◆ **Task details**: Each record below needs to be reproduced precisely, though not its pictures.

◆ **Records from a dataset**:
Content starts
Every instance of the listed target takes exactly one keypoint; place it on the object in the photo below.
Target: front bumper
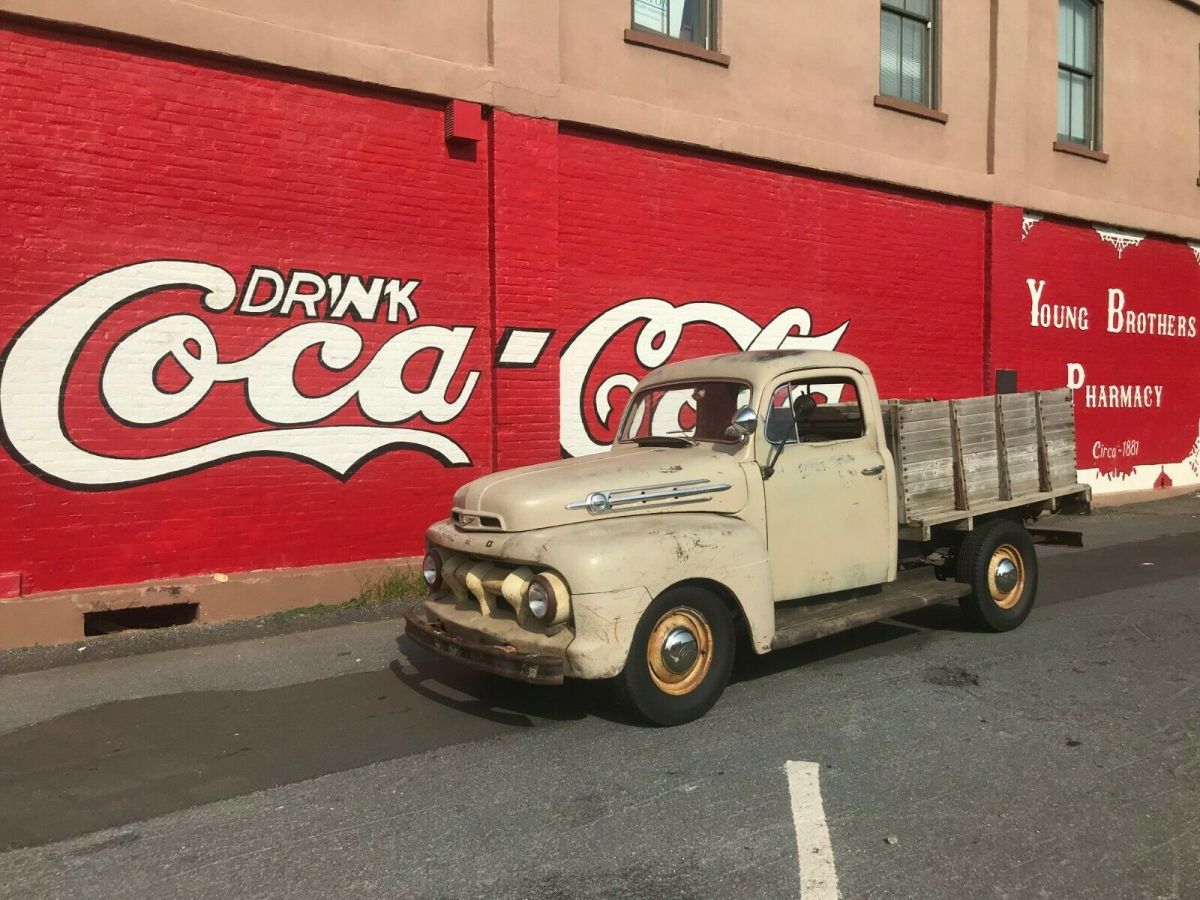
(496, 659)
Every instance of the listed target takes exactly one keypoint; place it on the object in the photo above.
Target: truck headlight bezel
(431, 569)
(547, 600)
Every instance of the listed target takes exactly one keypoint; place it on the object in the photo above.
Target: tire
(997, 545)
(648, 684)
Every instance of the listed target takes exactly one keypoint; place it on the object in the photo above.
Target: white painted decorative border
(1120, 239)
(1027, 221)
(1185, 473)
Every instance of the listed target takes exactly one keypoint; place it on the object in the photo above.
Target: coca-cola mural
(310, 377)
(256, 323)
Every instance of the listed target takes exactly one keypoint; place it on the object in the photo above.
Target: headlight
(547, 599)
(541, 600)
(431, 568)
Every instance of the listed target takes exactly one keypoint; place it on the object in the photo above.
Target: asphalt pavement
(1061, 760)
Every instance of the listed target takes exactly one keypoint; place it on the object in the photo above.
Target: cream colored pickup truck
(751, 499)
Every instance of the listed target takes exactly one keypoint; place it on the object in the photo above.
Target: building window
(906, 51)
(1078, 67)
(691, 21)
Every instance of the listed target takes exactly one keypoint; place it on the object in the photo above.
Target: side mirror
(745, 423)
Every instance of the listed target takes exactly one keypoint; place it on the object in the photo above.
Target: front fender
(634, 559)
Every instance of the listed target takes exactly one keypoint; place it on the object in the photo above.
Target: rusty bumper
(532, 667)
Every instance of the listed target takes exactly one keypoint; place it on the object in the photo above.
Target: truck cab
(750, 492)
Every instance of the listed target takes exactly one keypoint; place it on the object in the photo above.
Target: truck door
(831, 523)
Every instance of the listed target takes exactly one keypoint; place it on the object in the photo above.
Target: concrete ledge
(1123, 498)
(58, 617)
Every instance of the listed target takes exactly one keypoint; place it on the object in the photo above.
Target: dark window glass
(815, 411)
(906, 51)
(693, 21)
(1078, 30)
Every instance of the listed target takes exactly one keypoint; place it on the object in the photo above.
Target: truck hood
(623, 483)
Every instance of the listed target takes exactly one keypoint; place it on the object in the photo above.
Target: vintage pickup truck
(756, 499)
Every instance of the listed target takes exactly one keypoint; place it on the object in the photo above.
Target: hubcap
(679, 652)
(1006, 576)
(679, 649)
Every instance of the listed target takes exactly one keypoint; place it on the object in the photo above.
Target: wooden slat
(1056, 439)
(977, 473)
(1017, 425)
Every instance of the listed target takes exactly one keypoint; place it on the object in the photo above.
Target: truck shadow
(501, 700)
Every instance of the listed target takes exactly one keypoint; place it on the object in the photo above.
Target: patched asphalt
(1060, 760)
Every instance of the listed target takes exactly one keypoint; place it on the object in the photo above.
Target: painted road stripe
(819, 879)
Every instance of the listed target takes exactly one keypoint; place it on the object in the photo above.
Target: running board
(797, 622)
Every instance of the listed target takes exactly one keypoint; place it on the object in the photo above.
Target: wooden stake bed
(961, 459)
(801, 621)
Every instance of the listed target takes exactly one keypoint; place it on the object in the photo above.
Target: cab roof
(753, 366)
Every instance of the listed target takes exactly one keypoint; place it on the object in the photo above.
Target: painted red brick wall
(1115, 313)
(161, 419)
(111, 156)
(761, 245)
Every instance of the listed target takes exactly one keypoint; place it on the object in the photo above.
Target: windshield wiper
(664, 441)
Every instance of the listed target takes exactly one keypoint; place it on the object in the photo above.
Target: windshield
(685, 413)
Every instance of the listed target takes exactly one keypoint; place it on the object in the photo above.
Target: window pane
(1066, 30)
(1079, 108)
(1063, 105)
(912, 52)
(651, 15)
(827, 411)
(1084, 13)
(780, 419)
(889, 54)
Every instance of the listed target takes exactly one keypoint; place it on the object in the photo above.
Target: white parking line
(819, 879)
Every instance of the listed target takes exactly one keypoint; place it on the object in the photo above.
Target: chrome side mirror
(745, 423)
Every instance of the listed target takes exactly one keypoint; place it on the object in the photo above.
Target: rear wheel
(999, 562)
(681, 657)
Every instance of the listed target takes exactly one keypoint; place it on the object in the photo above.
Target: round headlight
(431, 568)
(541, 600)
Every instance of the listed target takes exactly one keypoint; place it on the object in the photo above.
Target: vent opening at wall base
Content ends
◆ **Exercise result**:
Every instance of the listed target takes exactly one keypoint; place it on the object in the photo below.
Target: front bumper
(496, 659)
Every instance of the listed target takes exactly one keypoint; place it on the object in the photo above.
Target: truck headlight bezel
(431, 569)
(547, 600)
Every instance of the listed target takes exactly one keypoint; place it on the object in the photo above.
Target: tire
(997, 545)
(648, 684)
Every instance of the listed target takes exactly one keypoint; place it on the object in the photo above.
Target: white painted decorative border
(1120, 239)
(1027, 221)
(1185, 473)
Every instance of the listed target takes exactly one keypoint; place it on the object in the photo above.
Target: coca-cola mural
(310, 377)
(256, 323)
Every instance of the listed target takes exactly one keypoint; place it on the object in the photo above.
Target: headlight
(547, 599)
(541, 600)
(431, 568)
Every instance of the listed target takes exactly one keypoint; place it on the object in the photo above.
Target: asphalt pavement
(1061, 760)
Every instance of the listed target takes exactly one keypoint; place it on the object in the photo above.
Target: cream colored pickup truck
(751, 499)
Every instance of the listed target takes exactly one keypoint; place it on the object in the photo above.
Target: building window
(906, 51)
(1078, 67)
(691, 21)
Every instance of the listed target takes exactly one keypoint; place it on the object in the photo above.
Target: side mirror
(745, 423)
Every instance of the listed target takes exactly one keypoint; place it on the object in the photo above.
Target: front fender
(634, 559)
Every instance of the listed target takes exactly one keypoint; place it on the object in the photo above.
Target: rusty bumper
(532, 667)
Every instance of the listed target takes exactly one keypoint; place it on the object in the photo above.
Target: truck cab
(750, 492)
Every instance of the listed target takes exactly one keypoint; place it on the object in the photo above.
Target: truck door
(831, 523)
Every instance of the listed target takes exactly one keypoint; place it on the object in the photo above.
Target: concrete ledge
(1123, 498)
(58, 617)
Every instance of the listed target takes exactly one keypoint; place it on the object in the photo above.
Target: dark window glass
(815, 411)
(906, 51)
(693, 21)
(1078, 30)
Every instance of the listed target takes exactly one keypoint; place it on the object in the photo above.
Target: truck hood
(623, 483)
Every instance of the listed target takes exactly one keypoint; place it on the object in the photo above.
Target: vintage pickup truck
(756, 499)
Every instance of the listed target takes exactly one keypoint; place it on the object in the photo above.
Target: hubcap
(679, 652)
(1006, 576)
(679, 649)
Every instance of the listed target takes exactly one keypoint; place it on the object in the photo above.
Target: wooden slat
(1056, 439)
(977, 473)
(1017, 425)
Every instance of the listed target takes exactly one keypoint; place it on the object in the photo above.
Target: truck shadow
(501, 700)
Every instance of the listed target takes exactly one keypoint; place it on the object in the photo above.
Target: patched asphalt
(1060, 760)
Every instance of the listed target takes exactly one keypoint; place it on the object in the photo above.
Target: painted road stripe
(819, 879)
Every instance of the listed target takes exactly one keypoint; place it on the object in the photo above.
Target: running board
(797, 622)
Every instance of the listed target takes exactly one keypoint; place it on the object in the photo above.
Target: wooden stake bed
(961, 459)
(801, 621)
Every instance of the listed target takes exactly one keypoint; place it on the object in the photo above.
Target: cab roof
(753, 366)
Every instance of the listed target takes exactly one keypoint; place it on the object in the photo above.
Target: painted red brick wall
(1115, 313)
(161, 419)
(111, 156)
(761, 245)
Every instance of the listed target takes exactly one keypoint; place it on the object in the photo above.
Target: windshield wiper
(664, 441)
Every instance of the listed target takes exactly one keypoint; place it on the object in the photo above.
Target: windshield
(685, 413)
Every instance of the listed target takes exactly one keypoint; place it on the object in the photo above.
Target: window pane
(1066, 30)
(1079, 108)
(1063, 105)
(912, 52)
(651, 15)
(827, 411)
(1084, 13)
(780, 419)
(889, 54)
Every instance of the listed target takes exactly one keypoint; place it on the object in the photo above.
Target: white parking line
(819, 879)
Every instance of the listed target takes exactly one keypoint; place it on the object in the photo above.
Target: chrome side mirror
(745, 423)
Every instance of the listed target takes exactly one keypoint; place it on the object in the photo above.
Target: rear wheel
(999, 562)
(681, 657)
Every instance of the listed target takes exactly one keypoint; place it on the object in the photo above.
Target: round headlight
(431, 568)
(541, 600)
Every instance of the listed target takes exactly one keypoint; place it on the object in the photo above.
Target: vent opening at wall base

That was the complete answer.